→ Rows:
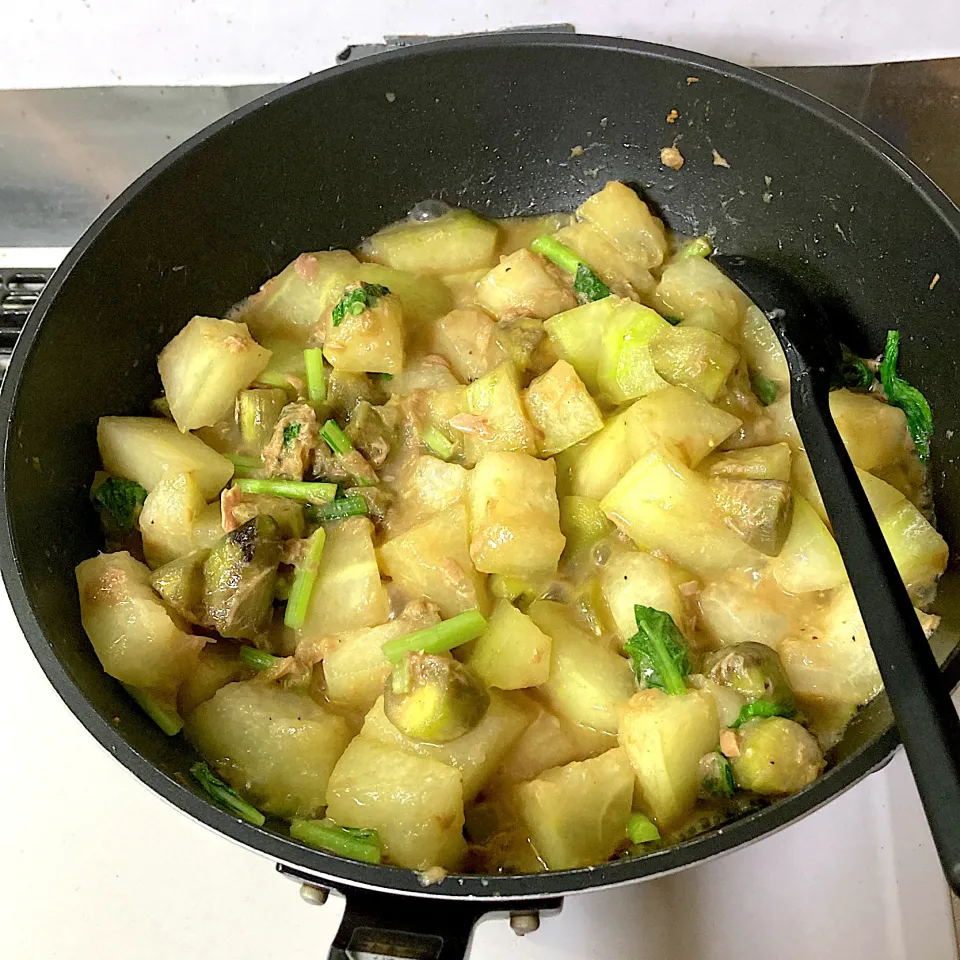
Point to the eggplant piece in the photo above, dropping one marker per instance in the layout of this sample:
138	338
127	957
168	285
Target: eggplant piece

→ The problem: Copy the data above line for line, leaving out the picture.

→ Task output:
Point to the eggplant piece in the photo above, dropping one marker per instance in the layout of this sample:
138	338
127	957
168	285
Target: eggplant piece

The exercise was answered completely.